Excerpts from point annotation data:
_ _ _

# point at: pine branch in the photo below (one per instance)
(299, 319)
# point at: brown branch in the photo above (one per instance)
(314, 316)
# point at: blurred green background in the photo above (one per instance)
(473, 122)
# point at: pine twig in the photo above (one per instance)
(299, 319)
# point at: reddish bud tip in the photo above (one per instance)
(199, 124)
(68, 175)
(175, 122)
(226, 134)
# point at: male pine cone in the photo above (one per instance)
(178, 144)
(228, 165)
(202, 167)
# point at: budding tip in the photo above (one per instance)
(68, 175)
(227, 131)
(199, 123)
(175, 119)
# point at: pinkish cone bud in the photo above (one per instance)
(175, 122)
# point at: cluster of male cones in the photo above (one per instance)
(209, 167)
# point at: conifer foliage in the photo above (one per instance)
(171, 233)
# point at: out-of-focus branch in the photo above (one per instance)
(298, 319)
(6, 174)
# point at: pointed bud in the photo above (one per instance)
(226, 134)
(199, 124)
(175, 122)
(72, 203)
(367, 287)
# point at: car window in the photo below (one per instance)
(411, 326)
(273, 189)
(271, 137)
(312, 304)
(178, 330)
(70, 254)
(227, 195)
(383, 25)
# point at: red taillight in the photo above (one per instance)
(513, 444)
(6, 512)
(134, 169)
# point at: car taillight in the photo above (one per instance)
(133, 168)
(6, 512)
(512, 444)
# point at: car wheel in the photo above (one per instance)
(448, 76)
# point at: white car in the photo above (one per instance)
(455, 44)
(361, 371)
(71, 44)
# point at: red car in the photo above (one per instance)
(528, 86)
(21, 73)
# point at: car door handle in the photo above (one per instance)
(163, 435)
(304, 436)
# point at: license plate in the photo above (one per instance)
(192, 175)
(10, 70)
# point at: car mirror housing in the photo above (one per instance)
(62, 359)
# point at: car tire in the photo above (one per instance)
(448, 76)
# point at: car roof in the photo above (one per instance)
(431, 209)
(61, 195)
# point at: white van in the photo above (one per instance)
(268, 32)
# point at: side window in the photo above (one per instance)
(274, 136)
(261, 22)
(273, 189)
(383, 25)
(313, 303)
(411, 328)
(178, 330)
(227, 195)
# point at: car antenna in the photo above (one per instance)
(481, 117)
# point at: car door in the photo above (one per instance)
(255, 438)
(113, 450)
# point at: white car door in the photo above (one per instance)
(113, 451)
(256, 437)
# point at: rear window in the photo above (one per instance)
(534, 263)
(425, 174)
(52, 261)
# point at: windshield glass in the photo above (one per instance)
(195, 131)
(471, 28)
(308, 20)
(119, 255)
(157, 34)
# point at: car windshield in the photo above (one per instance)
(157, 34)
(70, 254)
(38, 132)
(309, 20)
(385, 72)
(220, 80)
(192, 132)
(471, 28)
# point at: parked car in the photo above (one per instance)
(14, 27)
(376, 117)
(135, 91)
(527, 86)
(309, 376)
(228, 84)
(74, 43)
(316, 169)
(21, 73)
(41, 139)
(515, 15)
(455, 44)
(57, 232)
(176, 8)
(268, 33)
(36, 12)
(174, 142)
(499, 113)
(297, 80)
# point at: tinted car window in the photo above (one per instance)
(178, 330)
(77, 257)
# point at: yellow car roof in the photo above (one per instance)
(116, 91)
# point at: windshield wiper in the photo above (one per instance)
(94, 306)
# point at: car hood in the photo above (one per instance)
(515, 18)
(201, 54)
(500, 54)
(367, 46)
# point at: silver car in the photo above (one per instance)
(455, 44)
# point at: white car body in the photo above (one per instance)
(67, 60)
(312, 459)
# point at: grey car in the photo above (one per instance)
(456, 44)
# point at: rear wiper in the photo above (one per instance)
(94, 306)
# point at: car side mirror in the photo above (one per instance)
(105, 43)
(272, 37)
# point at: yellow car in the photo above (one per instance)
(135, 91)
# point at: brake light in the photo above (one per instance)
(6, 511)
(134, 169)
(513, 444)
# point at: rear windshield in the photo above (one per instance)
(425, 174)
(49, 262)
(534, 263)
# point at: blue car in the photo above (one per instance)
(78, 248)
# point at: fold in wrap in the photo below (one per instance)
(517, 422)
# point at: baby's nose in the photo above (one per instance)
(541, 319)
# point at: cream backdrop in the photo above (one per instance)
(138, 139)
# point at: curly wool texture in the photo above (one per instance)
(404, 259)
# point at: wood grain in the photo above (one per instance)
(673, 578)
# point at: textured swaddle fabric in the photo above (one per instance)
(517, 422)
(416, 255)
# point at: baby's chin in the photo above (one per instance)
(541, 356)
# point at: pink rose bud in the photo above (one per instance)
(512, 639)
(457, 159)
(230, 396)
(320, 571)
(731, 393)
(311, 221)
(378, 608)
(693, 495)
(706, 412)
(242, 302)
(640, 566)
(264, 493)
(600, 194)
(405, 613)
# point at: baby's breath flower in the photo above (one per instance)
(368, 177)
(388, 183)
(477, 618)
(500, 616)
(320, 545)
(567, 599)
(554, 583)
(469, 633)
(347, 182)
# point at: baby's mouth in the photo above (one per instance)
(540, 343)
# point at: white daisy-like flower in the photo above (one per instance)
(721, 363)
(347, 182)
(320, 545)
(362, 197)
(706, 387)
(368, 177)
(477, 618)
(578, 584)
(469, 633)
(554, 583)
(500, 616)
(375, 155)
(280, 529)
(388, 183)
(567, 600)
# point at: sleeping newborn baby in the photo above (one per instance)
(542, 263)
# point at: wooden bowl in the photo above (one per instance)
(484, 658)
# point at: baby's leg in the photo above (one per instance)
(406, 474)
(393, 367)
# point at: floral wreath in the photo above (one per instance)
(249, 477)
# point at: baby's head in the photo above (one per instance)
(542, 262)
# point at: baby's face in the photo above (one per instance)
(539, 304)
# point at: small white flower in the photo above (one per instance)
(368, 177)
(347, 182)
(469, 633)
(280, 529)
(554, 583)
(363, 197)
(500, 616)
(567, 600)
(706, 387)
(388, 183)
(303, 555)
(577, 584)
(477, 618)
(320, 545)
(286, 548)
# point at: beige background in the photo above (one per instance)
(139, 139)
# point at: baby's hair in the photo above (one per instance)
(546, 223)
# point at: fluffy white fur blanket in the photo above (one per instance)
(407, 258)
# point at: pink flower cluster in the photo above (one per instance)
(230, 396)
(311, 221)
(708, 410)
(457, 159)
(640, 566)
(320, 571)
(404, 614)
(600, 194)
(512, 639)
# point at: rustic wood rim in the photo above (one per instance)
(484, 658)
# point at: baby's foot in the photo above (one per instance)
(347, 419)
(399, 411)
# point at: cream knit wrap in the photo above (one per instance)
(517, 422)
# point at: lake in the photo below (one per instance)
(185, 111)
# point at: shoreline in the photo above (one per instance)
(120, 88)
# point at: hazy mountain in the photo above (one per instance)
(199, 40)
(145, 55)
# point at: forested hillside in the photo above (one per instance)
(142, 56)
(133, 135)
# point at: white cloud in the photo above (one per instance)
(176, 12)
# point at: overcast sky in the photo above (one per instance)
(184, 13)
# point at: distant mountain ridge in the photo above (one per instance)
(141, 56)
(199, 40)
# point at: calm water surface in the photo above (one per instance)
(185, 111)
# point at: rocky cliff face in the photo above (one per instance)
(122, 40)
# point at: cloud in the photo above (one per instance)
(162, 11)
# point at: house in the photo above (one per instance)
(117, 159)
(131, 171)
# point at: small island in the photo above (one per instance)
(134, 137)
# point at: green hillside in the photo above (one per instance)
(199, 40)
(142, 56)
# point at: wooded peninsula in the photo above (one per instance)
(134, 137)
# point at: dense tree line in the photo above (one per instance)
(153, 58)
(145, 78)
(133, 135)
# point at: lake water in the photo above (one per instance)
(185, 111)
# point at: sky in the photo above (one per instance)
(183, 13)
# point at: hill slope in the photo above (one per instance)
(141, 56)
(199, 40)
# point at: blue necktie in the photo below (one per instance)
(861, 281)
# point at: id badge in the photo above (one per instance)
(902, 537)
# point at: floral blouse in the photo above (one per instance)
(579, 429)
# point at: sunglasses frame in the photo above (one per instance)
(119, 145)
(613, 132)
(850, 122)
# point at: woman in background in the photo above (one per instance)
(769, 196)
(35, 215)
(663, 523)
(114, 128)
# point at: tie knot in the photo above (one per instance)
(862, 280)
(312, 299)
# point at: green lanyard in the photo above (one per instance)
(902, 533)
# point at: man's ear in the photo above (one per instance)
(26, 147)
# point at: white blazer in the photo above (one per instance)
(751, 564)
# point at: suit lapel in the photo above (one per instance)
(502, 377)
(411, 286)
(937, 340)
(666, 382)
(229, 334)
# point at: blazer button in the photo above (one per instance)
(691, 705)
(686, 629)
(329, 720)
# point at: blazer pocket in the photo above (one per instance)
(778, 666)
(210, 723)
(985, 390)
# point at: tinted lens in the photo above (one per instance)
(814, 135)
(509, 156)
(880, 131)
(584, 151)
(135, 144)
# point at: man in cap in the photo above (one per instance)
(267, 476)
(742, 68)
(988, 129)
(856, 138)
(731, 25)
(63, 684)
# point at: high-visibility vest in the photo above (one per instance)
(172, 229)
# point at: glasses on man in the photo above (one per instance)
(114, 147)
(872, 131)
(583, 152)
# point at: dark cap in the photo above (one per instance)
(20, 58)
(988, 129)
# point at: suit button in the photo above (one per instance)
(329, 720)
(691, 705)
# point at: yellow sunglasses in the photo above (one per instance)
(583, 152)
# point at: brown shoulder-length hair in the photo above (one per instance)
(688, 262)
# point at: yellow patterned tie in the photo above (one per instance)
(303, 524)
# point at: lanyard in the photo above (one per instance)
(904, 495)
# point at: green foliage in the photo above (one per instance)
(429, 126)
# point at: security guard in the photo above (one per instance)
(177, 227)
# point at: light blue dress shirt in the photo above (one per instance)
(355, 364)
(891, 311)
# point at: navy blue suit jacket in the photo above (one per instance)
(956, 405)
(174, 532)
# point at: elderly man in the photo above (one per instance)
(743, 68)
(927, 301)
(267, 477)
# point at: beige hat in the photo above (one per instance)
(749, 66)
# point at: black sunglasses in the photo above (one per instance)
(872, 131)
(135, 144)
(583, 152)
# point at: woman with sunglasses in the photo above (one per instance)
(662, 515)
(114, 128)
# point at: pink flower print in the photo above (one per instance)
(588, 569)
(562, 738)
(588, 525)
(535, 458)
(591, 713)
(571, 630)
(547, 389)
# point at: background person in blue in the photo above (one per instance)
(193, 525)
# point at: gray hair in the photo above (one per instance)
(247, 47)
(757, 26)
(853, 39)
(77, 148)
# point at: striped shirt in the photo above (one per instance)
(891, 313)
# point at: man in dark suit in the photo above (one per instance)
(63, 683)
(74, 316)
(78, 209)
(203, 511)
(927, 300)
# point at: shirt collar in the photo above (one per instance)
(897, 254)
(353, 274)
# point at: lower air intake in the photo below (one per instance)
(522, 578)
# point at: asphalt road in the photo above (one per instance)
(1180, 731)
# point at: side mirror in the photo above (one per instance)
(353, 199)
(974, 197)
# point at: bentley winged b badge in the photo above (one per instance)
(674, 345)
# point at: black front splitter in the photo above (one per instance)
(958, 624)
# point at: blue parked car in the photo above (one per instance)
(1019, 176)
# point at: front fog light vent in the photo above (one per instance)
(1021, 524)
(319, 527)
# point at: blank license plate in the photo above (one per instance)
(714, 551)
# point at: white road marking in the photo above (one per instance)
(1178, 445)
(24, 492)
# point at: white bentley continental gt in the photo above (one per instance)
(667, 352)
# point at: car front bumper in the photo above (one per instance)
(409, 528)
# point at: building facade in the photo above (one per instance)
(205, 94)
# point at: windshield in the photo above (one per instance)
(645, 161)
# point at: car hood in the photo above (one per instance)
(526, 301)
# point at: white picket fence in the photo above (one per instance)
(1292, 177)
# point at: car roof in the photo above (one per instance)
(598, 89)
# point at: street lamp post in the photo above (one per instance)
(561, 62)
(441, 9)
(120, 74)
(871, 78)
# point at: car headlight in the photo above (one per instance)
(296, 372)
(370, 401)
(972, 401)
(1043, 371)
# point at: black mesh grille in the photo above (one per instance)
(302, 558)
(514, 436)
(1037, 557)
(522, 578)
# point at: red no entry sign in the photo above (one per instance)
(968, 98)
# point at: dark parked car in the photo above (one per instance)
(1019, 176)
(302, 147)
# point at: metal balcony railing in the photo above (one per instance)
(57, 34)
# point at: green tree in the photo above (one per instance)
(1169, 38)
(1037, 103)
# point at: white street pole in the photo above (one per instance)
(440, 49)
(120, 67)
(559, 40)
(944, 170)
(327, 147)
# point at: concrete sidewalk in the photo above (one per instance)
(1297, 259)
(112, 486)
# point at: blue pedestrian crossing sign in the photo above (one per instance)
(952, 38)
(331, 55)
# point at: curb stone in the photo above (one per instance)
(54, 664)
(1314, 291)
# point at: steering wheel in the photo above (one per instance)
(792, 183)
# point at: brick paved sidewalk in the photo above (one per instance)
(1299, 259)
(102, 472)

_ _ _

Aim of the task - Rewrite the material from the line with "# point at: gray" up to and including the line with "(1043, 371)", swapping "picket fence" for "iron fence" and keeping everything else the same.

Solution to this task -
# point at: gray hair in the photo above (one per instance)
(247, 47)
(757, 26)
(853, 39)
(77, 148)
# point at: striped shirt in the photo above (one per instance)
(891, 313)
# point at: man in dark suit in the photo above (one per instance)
(63, 683)
(74, 316)
(78, 209)
(203, 511)
(927, 300)
# point at: shirt collar in the photo above (one per instance)
(897, 254)
(353, 274)
# point at: lower air intake in the photo below (one per instance)
(522, 578)
# point at: asphalt road in the photo above (one per instance)
(1180, 731)
# point at: side mirror in the photo above (one per instance)
(353, 199)
(974, 197)
# point at: bentley winged b badge in the photo above (one per instance)
(674, 345)
# point at: black front splitter in the photo above (one per instance)
(958, 624)
# point at: blue parked car in the photo above (one per instance)
(1019, 176)
# point at: front fog light vent in the photo above (one per instance)
(1021, 524)
(319, 527)
# point at: blank license plate in the photo above (one per instance)
(714, 551)
# point at: white road marking in the photo above (one per instance)
(1178, 445)
(24, 492)
# point at: white bentley continental gt in the photo above (one per instance)
(667, 352)
# point at: car front bumper in the photo above (one per instance)
(409, 528)
# point at: building facade in the photo above (one per instance)
(205, 94)
# point at: windshield in the photo above (one per instance)
(645, 161)
# point at: car hood in the photo above (one per instance)
(526, 301)
# point at: white iron fence in the photo above (one per instance)
(1292, 177)
# point at: car roof in the photo above (one per instance)
(598, 89)
# point at: street lamp post in the photo above (one per instance)
(561, 62)
(441, 9)
(120, 74)
(871, 78)
# point at: car headlight in the photo above (one per instance)
(296, 372)
(370, 401)
(972, 401)
(1043, 371)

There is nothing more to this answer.